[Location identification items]
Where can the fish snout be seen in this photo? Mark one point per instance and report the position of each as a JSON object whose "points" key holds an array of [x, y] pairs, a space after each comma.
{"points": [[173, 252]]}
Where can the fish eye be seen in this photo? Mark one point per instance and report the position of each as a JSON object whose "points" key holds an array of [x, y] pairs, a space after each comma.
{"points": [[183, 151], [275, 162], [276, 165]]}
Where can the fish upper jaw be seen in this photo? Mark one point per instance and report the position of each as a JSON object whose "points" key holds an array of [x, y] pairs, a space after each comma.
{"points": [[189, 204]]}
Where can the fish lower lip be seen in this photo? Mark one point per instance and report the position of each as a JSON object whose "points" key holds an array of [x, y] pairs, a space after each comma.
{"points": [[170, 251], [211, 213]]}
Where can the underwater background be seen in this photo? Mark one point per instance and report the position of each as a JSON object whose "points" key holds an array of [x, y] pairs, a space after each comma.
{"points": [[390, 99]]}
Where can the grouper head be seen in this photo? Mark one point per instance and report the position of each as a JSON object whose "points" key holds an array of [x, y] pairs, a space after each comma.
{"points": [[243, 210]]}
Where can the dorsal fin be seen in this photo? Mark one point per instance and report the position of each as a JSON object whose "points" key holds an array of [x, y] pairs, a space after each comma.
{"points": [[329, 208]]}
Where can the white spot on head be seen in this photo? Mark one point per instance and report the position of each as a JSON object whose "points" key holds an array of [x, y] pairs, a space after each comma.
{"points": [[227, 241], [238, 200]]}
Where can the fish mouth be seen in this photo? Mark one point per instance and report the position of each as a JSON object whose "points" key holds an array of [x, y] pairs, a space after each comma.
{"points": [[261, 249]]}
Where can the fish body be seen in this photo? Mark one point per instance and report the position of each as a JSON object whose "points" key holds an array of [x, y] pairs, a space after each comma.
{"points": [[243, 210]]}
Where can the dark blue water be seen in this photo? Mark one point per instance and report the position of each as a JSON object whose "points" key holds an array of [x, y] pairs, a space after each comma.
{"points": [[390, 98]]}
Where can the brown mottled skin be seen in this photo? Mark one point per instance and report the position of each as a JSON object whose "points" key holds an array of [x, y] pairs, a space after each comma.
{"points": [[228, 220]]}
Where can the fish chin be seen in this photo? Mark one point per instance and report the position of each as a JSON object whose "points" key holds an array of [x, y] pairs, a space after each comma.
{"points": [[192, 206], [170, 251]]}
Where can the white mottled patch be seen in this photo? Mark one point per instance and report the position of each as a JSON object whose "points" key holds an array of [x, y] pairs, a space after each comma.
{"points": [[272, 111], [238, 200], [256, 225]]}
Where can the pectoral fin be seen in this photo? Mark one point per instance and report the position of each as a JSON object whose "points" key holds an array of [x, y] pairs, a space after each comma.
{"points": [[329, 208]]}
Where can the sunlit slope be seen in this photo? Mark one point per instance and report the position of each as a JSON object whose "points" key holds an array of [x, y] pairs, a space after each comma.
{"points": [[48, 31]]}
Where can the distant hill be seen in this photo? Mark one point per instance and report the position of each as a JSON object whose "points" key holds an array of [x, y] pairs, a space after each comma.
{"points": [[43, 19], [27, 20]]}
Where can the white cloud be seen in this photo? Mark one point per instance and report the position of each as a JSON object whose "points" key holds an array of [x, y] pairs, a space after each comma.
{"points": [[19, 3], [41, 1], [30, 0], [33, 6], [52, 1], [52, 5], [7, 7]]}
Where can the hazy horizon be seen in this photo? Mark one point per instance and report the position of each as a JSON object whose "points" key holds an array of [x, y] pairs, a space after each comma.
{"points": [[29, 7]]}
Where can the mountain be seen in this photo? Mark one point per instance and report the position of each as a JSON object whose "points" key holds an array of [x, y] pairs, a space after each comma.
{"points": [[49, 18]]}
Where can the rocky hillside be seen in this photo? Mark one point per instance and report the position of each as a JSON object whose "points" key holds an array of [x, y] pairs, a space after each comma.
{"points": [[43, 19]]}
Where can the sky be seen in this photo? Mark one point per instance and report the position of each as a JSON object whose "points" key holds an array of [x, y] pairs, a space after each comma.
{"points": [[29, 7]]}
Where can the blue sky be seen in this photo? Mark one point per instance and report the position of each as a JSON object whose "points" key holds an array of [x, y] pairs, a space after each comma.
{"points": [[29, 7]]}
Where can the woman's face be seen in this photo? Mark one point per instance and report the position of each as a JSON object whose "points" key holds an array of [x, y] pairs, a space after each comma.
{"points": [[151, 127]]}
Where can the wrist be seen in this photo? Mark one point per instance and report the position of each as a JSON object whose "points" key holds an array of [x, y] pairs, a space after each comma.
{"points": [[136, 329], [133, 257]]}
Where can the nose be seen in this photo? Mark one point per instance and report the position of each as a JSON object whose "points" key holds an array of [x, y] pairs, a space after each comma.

## PROBLEM:
All lines from the one with "Where can the woman's" through the final line above are to be quoted exactly; quote no other line.

## FINAL RESULT:
Where can the woman's face be seen in this photo? Mark one point per instance and report the position of each as a JSON object whose "points" key holds an array of [x, y] pairs, a space after each comma.
{"points": [[151, 127]]}
Where can the wrist be seen in this photo? Mark one point per instance and report the position of each as a JSON object whose "points" key holds an array of [x, y] pairs, a space after each comma.
{"points": [[136, 329], [133, 257]]}
Where can the nose be seen in this photo? Mark one point per instance and report the position of each as a JSON object whose "points" key holds an array of [x, y] pairs, a space after each comma.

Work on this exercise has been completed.